Tuesday, 16 June 2015

I am the God of Bethel, where you anointed a pillar and where you made a vow to me. Now leave this land at once and go back to your native land. – Genesis 31:13


Today’s Scripture Reading (June 16, 2015): Genesis 31

Two weeks ago, Vice-President Joe Biden lost his son to cancer. For Biden, this has to be yet another “watershed moment” in his life – a moment where, after this, everything is changed. The truth is that we are not supposed to bury our children, they are supposed to gather around our gravesides and bury us. Something seems to have gone terribly when it happens the other way around. And for Biden, who is entering into the final months of his vice-presidency, this is not the first time. His career actually started with another “watershed moment” – a car accident and the death of his wife and daughter. Biden recently told a graduating class at Yale that as much as they might try they will not be able to control their fates. He told them that “reality has a way of intruding.” Joe Biden would know, reality has intruded repeatedly in his life.

But “watershed moments” are not just something that happens in the lives of the rich and famous. Our lives all contain “watershed moments” – moments that change everything. Looking back over my life I can identify a few – moving 2000 miles away from my childhood home, and all of my relatives, when I was eight; being held at gun point in my first apartment after I left home; business failure – all of these were moment in my life that changed everything – reality had intruded.

**Task requirements:**
A - In the post about "watershed moments," how old was the writer when moving 2000 miles away from the childhood home?
B - Write the next part of the post about "watershed moments," picking up after its last sentence.

[Data excerpts]
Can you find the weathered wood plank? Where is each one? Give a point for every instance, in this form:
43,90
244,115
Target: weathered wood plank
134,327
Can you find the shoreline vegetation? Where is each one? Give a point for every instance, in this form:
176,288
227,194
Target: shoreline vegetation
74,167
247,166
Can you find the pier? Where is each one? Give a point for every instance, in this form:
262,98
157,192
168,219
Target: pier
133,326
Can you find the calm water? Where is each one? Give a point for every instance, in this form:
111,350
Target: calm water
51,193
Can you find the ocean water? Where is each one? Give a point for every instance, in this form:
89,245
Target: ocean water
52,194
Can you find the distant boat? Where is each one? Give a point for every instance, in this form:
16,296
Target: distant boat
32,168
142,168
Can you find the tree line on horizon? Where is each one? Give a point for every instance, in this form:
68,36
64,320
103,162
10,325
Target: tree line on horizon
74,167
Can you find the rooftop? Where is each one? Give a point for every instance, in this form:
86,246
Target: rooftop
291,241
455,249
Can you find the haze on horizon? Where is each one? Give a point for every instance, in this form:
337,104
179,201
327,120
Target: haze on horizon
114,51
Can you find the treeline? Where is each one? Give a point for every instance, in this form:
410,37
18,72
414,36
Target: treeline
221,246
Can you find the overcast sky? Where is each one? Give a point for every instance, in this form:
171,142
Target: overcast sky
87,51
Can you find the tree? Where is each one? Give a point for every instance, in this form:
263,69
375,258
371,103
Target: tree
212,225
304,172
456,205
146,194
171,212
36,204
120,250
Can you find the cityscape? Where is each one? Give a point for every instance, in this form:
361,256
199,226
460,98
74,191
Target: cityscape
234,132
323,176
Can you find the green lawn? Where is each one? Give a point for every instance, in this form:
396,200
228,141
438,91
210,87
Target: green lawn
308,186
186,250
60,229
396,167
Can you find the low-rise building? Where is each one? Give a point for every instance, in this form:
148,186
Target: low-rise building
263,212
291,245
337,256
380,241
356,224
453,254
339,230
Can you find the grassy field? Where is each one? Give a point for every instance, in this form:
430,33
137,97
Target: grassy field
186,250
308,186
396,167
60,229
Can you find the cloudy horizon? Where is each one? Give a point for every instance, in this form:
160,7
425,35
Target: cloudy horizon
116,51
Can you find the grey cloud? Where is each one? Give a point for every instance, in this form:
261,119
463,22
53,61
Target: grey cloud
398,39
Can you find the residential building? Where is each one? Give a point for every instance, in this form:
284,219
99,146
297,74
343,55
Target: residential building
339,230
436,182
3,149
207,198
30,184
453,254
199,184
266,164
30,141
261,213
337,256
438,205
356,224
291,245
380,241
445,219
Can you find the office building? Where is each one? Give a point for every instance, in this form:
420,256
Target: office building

**Results of the exercise:**
A - Eight years old.

B -
Jacob had his own watershed moments, but maybe one of the biggest happened at Bethel. In a moment when Jacob had to be questioning his life and his ability to survive alone in a hostile world - in that moment after he had taken his both his brother’s birthright and his blessing and then had run away from home like a scared child, in the moment when Jacob was finally too tired to take another step and he had stopped running and laid down to sleep; in that moment he dreamed of God. And when he awoke from his slumber he believed that he had stumbled onto a holy place, and he placed a marker as a reminder that this was what the Irish would call a “thin place” – a place where the boundary between earth and heaven seems to almost touch. And then he named the place – Bethel or “House of God.” But everything had changed. God had come to him and knowing his own character even Jacob was probably at a loss as to the reason why. But God’s coming meant that maybe there was a future for him, maybe in this moment he just couldn’t see it. But Jacob knew this, his life had changed and nothing would be the same again.

And now it was about to once more. The time that Jacob had been waiting for had finally arrived. It was time to go home, and that message came directly from God. Interestingly though, God does not introduce himself as the God of Abraham and Isaac – God wants a more personal moment with Jacob. So he introduces himself as the God of one of the major “watershed moments” in Jacob’ life. He told him, I am the God of Bethel.